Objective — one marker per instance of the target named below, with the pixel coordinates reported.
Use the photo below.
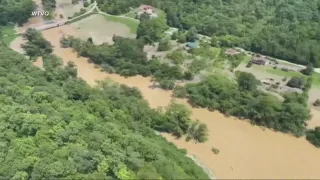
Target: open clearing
(100, 29)
(131, 23)
(67, 9)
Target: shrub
(317, 102)
(215, 150)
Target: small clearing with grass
(101, 29)
(67, 9)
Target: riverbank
(246, 151)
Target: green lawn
(131, 23)
(279, 72)
(8, 34)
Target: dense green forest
(281, 28)
(15, 11)
(242, 99)
(53, 125)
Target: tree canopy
(54, 125)
(15, 11)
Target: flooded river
(246, 151)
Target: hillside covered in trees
(284, 29)
(15, 11)
(53, 125)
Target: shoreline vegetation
(62, 124)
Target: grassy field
(131, 23)
(8, 34)
(279, 72)
(132, 13)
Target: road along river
(246, 151)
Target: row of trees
(53, 125)
(126, 57)
(243, 100)
(15, 11)
(283, 29)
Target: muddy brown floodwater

——————————

Print the listing above in full, exactly as written. Omit any pictures.

§ Solved exercise:
Objective — one marker per instance of the target named below, with the pixel coordinates reported.
Use the photo below.
Target: open clearing
(100, 29)
(131, 23)
(67, 9)
Target: shrub
(317, 102)
(215, 150)
Target: small clearing with grass
(101, 29)
(67, 9)
Target: riverbank
(246, 151)
Target: green lawn
(131, 23)
(279, 72)
(8, 34)
Target: dense green forest
(281, 28)
(15, 11)
(242, 99)
(53, 125)
Target: tree canopy
(54, 125)
(15, 11)
Target: flooded river
(246, 151)
Target: hillside covered in trees
(284, 29)
(15, 11)
(53, 125)
Target: shoreline vegetation
(62, 124)
Target: grassy field
(131, 23)
(8, 34)
(279, 72)
(132, 13)
Target: road along river
(246, 151)
Target: row of trees
(53, 125)
(126, 57)
(243, 100)
(15, 11)
(283, 29)
Target: muddy brown floodwater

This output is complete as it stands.